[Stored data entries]
■ ■ ■ ■

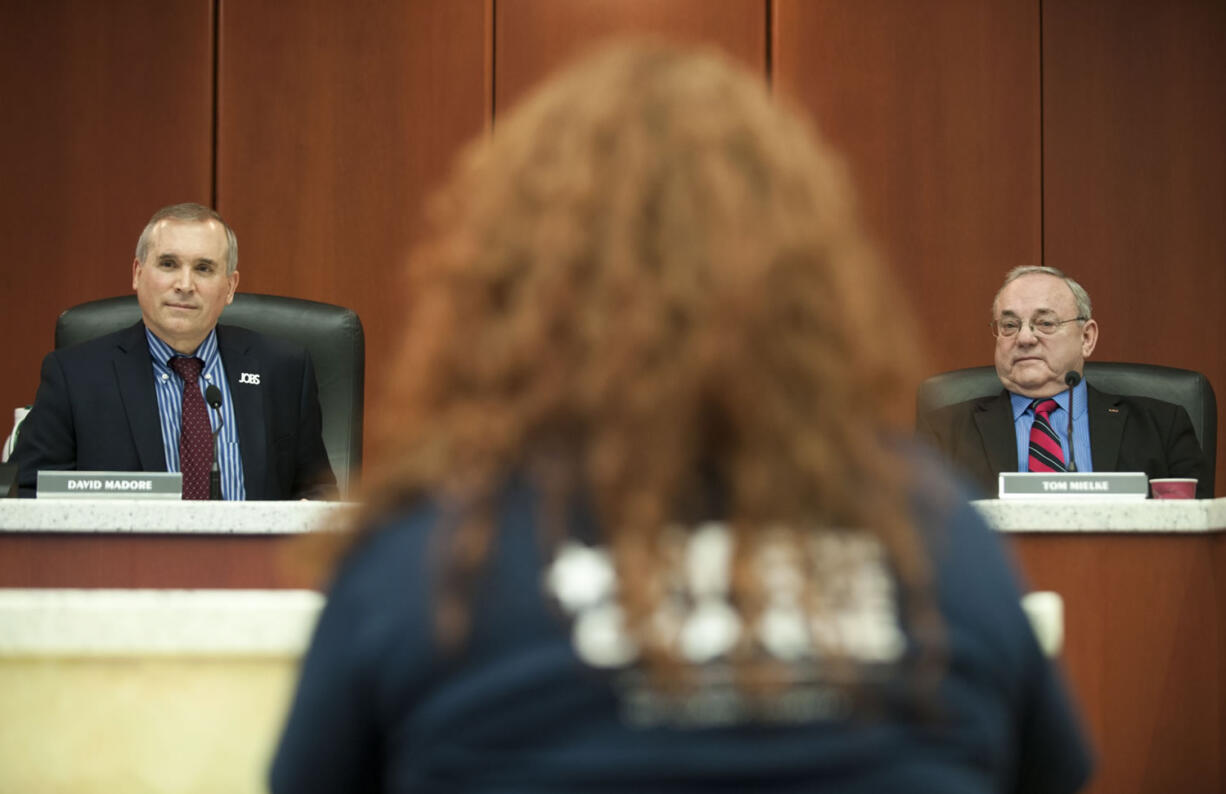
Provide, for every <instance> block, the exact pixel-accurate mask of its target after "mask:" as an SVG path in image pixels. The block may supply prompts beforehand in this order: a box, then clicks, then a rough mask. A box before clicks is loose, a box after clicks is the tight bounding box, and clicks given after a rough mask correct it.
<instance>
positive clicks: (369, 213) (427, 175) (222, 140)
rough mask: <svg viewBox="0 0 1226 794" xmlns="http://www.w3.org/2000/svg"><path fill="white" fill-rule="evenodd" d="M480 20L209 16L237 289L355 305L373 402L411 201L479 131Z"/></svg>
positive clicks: (390, 313) (436, 178) (309, 10)
mask: <svg viewBox="0 0 1226 794" xmlns="http://www.w3.org/2000/svg"><path fill="white" fill-rule="evenodd" d="M488 13H489V4H488V2H487V1H485V0H459V1H454V2H452V1H449V0H447V1H445V0H433V1H430V2H406V1H405V0H371V1H368V2H363V4H360V6H352V5H346V4H337V2H332V1H331V0H304V1H303V2H294V4H293V5H292V7H291V6H287V5H286V4H284V2H278V1H273V0H244V1H243V2H226V4H223V6H222V13H221V26H219V27H221V45H219V66H218V75H219V77H218V81H219V92H218V118H219V120H218V146H217V207H218V210H219V211H221V212H222V213H223V214H224V216H226V218H227V219H228V221H229V222H230V223H232V224H233V225H234V228H235V232H237V234H238V238H239V251H240V259H239V272H240V273H242V282H240V284H239V289H240V290H243V289H245V290H251V292H266V293H280V294H286V295H293V297H298V298H309V299H313V300H324V301H329V303H335V304H341V305H345V306H348V308H351V309H354V310H356V311H357V312H358V314H359V316H360V317H362V321H363V325H364V326H365V332H367V393H368V395H371V396H373V395H378V393H379V390H380V386H381V382H383V371H384V369H383V368H381V366H380V363H381V361H384V360H386V359H387V358H389V357H390V355H391V352H392V349H394V344H395V343H396V339H397V338H398V333H400V330H401V315H400V306H401V300H400V295H398V289H400V282H398V274H400V271H401V265H402V262H403V259H405V254H406V251H407V249H408V246H409V243H411V240H412V239H413V238H414V235H416V234H417V233H418V232H419V230H421V228H422V218H423V200H424V198H425V197H427V196H428V194H429V191H430V190H432V187H433V186H434V185H435V184H436V183H438V181H439V180H440V179H441V176H443V175H444V174H445V172H446V170H447V168H449V167H450V164H451V161H452V158H454V156H455V153H456V152H457V151H459V148H460V147H461V146H462V145H463V143H465V142H466V141H468V140H470V138H472V137H473V136H477V135H479V134H481V132H482V130H483V127H484V125H485V115H487V110H488V107H489V83H488V74H489V64H488V45H487V43H488V21H489V18H488ZM368 404H373V403H371V402H370V401H368ZM368 426H369V425H368Z"/></svg>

■ ■ ■ ■

When a line among the entries above contains "rough", copy it.

Provide, for every <instance> block, the exact pixel-accurate mask of its target after "mask:" as an SVG path in image pixels. The block may supply prompts beforehand in this order: a box, then clicks, then a rough mask. A box before clicks is loose, a box after clicks is the tight bounding box, and clicks given after a rough mask correct it.
rough mask: <svg viewBox="0 0 1226 794" xmlns="http://www.w3.org/2000/svg"><path fill="white" fill-rule="evenodd" d="M480 20L209 16L237 289L355 305L373 402L411 201L479 131Z"/></svg>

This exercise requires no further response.